_Given exercise_
Please copy the listing below word for word.

· · ·

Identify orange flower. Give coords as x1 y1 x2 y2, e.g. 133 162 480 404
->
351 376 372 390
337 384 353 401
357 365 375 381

· · ·

_Complete output_
Identify orange flower. Give coords as x1 y1 x2 y2, e.g. 133 162 480 404
->
351 376 372 390
337 384 353 401
357 365 375 381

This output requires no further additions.